| Problem set |
(1) Copy word for word the part of the discussion of JRuby and Ruby's special variables that starts with the words containing "Your comment has" and ends with "of a showstopper.".
(2) Continue the discussion of JRuby and Ruby's special variables from its last line.

| Provided passage |
Matz himself has said he regrets putting these variables in the language, and some day they may disappear. We'll match behavior as much as possible, but they're a relic no matter how you slice it.


Well, it's fair to say "it works in MRI"; $1 being frame-local and thread-local is an exception to the rule, but it is How It Works. JRuby should behave similarly, full stop.


They're what MRI calls "svars", or special variables. They're thread and scope-local, and regardless of your feelings towards them, they're still used all over the place, in old and new code alike.


Your comment has little to do with JRuby 9000, as the bug reported there was observed in JRuby 1.7.20. Yes, JRuby has bugs, like MRI, like any interpreter or compiler.


The same bug still exists in JRuby 9000, and was in fact the first thing I ran into when trying it.

Considering threading is the main selling point, one of the commonest patterns of regexp use being completely and dangerously broken with them would have seemed like something of a showstopper.


"Commonest" is a big claim. I'm not a JRuby user, but I sling a whole bunch of Ruby and I've never, not once, used the global regexp stuff--indeed, I didn't know it existed before just now.

| Data entries |
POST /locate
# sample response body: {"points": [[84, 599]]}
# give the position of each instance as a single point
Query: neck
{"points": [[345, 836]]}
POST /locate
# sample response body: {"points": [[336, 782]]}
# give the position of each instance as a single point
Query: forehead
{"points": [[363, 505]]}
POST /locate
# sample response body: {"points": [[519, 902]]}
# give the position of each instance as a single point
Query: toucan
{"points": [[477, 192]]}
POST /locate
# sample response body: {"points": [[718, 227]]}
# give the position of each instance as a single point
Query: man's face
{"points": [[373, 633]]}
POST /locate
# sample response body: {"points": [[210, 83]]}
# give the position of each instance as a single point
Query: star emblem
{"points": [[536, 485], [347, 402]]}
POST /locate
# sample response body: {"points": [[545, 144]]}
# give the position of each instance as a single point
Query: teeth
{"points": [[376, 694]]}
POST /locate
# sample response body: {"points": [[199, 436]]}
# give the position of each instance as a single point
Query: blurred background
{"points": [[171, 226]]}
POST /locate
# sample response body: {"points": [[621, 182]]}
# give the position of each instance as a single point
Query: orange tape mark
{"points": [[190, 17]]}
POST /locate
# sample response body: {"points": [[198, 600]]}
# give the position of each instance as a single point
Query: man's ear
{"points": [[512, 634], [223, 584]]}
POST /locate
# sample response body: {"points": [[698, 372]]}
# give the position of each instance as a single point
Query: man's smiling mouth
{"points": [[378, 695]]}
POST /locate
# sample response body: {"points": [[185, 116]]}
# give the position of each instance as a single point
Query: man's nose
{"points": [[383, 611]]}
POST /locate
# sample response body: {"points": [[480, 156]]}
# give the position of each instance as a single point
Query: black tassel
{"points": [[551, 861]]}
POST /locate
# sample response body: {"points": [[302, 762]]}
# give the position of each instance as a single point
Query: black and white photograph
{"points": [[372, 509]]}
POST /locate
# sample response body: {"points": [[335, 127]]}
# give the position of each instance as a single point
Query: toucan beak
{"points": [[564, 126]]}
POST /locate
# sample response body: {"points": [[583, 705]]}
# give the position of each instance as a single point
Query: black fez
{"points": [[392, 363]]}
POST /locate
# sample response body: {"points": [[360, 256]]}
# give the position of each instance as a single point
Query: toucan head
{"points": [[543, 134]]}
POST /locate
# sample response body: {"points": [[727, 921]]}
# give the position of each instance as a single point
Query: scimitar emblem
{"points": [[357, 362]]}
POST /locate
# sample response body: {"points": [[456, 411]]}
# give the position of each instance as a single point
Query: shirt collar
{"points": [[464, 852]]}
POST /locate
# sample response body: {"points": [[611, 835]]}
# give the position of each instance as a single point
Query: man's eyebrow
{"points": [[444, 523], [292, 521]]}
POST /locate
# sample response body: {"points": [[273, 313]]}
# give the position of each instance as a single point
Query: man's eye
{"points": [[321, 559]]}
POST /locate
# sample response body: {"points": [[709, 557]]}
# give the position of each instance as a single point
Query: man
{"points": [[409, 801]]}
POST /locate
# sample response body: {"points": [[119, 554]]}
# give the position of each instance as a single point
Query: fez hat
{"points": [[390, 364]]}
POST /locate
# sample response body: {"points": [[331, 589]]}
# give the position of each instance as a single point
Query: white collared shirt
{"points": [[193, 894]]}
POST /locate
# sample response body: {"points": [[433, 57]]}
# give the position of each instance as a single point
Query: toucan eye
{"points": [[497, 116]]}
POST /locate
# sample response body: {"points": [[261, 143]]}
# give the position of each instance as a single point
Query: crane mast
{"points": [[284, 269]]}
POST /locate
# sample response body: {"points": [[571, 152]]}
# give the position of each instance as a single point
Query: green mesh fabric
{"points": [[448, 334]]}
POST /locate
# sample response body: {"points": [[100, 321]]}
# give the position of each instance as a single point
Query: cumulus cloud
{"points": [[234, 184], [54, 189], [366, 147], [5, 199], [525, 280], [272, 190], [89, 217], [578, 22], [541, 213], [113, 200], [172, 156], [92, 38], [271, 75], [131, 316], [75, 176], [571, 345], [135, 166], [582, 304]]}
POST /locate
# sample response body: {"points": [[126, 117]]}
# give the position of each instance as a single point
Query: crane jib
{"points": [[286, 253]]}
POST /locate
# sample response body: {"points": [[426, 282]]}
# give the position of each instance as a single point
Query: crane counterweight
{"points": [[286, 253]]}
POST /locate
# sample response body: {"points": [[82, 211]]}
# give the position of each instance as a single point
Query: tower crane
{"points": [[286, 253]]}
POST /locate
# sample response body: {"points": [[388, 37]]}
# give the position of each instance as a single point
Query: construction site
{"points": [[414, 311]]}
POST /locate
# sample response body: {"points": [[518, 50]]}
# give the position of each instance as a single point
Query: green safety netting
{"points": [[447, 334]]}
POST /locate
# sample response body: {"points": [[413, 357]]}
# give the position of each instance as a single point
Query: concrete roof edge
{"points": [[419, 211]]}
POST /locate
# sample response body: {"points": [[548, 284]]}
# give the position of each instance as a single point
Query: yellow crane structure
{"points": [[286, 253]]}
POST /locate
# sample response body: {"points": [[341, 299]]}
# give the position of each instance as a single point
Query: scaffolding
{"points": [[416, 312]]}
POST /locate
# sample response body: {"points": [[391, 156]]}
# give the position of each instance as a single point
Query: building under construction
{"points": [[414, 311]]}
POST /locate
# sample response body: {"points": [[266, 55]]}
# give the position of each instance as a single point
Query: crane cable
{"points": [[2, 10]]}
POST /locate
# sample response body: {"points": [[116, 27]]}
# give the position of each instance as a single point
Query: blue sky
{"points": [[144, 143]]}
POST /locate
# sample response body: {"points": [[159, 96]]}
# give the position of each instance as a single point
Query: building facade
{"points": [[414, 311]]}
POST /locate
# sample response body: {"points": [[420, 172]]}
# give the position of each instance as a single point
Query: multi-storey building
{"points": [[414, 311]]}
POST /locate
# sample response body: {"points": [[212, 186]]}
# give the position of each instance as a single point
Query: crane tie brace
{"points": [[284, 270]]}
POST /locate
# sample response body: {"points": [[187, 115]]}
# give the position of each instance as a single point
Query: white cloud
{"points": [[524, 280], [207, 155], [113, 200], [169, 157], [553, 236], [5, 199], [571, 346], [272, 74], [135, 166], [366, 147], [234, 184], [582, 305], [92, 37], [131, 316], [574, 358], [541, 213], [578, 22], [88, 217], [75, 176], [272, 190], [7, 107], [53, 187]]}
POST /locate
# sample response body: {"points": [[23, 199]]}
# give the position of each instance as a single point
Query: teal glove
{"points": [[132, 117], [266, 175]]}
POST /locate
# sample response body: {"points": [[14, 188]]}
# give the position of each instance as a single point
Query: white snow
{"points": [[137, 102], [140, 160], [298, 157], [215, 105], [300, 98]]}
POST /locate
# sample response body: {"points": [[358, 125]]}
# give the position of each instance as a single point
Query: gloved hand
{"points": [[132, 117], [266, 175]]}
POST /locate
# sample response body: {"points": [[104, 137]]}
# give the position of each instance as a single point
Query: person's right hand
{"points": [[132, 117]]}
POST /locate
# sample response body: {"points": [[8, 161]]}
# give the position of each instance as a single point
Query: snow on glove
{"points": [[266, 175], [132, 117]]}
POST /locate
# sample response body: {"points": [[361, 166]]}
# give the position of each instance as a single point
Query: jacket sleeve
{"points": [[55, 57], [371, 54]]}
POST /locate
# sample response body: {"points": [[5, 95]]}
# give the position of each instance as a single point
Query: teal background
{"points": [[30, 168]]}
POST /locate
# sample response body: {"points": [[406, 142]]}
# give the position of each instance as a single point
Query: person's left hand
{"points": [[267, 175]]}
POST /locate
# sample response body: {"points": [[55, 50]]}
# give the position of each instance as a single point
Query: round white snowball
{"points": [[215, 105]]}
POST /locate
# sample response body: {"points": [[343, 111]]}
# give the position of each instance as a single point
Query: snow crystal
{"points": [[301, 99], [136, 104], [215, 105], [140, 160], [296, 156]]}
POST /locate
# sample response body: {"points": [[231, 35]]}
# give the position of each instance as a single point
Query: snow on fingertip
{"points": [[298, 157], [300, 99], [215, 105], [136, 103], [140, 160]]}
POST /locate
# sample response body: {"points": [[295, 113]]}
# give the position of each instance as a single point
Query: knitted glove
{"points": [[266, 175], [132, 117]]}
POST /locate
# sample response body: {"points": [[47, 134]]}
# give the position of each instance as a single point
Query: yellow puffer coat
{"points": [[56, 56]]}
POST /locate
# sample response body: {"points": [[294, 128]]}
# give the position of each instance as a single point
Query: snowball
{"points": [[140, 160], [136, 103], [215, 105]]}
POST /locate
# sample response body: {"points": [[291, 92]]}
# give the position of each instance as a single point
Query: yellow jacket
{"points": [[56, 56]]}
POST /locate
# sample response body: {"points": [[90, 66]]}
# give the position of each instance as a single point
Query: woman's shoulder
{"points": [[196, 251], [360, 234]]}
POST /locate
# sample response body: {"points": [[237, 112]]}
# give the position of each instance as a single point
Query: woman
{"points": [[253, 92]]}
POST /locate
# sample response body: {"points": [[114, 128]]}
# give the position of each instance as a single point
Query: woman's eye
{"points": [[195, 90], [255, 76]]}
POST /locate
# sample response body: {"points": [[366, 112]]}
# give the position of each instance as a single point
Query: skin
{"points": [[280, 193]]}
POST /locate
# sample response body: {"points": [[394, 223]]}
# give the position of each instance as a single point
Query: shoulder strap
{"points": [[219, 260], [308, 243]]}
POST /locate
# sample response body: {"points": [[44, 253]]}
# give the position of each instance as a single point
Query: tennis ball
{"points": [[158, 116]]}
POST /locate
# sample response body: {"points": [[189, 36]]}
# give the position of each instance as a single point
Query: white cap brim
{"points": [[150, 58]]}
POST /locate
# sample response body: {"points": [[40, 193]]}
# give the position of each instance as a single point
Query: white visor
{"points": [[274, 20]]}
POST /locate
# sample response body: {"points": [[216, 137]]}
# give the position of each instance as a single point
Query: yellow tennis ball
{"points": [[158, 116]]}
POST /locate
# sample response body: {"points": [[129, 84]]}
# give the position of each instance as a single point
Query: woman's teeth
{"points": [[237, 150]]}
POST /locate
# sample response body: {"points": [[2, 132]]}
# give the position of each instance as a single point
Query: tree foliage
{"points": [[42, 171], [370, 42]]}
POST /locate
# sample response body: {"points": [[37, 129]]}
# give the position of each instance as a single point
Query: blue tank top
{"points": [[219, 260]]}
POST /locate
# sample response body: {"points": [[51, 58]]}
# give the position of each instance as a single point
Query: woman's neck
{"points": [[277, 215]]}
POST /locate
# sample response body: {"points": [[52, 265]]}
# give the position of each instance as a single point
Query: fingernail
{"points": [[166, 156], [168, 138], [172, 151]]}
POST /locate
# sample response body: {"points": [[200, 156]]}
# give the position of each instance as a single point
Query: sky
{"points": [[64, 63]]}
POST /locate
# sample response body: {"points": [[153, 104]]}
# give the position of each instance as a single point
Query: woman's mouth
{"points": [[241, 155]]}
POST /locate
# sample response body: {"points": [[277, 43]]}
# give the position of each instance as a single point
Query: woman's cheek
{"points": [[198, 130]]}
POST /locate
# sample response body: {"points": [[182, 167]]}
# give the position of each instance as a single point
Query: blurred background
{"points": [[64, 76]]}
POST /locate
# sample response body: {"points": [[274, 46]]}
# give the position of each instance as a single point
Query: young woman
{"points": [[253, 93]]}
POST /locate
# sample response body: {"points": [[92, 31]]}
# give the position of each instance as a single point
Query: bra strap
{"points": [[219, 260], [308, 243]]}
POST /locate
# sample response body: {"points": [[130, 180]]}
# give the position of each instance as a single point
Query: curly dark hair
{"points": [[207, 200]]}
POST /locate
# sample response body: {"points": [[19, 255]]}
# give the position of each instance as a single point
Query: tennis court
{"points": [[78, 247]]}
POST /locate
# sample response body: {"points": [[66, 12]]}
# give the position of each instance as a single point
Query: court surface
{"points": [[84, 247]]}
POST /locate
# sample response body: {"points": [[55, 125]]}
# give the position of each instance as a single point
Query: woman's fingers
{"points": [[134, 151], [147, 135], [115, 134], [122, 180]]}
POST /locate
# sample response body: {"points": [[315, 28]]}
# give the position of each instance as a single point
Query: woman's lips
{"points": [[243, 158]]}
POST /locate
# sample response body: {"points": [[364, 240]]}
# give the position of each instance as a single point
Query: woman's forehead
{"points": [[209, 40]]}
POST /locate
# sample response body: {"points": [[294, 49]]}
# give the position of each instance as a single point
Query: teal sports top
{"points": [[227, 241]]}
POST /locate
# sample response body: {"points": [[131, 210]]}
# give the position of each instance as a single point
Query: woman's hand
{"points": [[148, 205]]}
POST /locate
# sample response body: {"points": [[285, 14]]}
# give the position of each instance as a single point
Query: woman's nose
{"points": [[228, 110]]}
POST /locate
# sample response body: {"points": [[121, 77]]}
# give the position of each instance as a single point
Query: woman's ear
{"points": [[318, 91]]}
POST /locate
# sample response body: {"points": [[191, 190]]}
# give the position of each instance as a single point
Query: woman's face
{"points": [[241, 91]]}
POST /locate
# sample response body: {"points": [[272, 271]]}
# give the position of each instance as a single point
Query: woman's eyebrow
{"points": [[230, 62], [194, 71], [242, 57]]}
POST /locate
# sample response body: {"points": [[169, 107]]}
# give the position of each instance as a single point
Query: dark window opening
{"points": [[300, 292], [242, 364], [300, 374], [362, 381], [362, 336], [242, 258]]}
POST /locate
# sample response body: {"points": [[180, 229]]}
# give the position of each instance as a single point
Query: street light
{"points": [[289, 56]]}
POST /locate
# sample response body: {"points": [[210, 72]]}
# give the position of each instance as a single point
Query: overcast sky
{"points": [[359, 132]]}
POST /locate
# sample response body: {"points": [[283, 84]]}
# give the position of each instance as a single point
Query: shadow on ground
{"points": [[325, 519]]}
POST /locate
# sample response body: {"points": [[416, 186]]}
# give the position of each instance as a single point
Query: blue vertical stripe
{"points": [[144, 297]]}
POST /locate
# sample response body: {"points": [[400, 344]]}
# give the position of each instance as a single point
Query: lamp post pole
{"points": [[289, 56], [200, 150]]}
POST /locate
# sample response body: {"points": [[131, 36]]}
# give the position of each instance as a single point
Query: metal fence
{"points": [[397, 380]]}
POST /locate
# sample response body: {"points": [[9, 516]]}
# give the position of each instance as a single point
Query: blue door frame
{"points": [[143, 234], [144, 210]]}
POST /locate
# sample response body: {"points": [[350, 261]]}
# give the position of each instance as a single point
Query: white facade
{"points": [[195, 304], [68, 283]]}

| Exercise answers |
(1)
Your comment has little to do with JRuby 9000, as the bug reported there was observed in JRuby 1.7.20. Yes, JRuby has bugs, like MRI, like any interpreter or compiler.


The same bug still exists in JRuby 9000, and was in fact the first thing I ran into when trying it.

Considering threading is the main selling point, one of the commonest patterns of regexp use being completely and dangerously broken with them would have seemed like something of a showstopper.

(2)
I can see wanting it fixed, but it's a pretty odd hill to die on.


I've been writing Ruby for 7 years now, and I've known about the regex svars for about as long. Never used them once. They're obviously bad style.


> one of the commonest patterns of regexp use

Is it really? Even fairly early in the Ruby 1.8.x era, most recommendations I saw were that the magic regexp globals (and many other magic globals) were a perlism that should generally be avoided.


Huh, I use `$1` all the time, and see it all the time. Probably because the alternative with an explicit match object ends up being relatively a lot more code and a lot harder to read, really.

If avoiding `$1` has been often recommended for a while... I think it's a recommendation more often ignored than followed.


I've never seen $1 used in production code.


Try grepping your lib directory sometime. In fact, let me do it for you, on a relatively clean install:

time, benchmark, irb, pry, rubygems, resolv, erb, rake, open-uri, debug, rack, cgi/util, optparse, getoptlong, bundler, activesupport, actionpack, activemodel, erubis, slim, haml, sass, sequel, roda, nokogiri, rugged, faraday, mime-types, thor, test-unit, tzinfo, mail, ffi


Ouch. That's pretty awful.


I don't think it's that common a pattern. All those perlisms make code unreadable anyway. I much prefer things like match with named captures, which generally make everything more obvious.


Ah, I didn't get that from your original post. So JRuby 9000 shipped with a known concurrency bug that, from the face of it, seems likely to be a problem in actual use. I agree that seems a bit worrying.


You have to ship some time. Noisy bugs get fixed...and patches are always accepted :-)


Of course is can be completely reasonable to ship with a known bug, which is why my initial reaction to the OP was: why are you bringing this up here?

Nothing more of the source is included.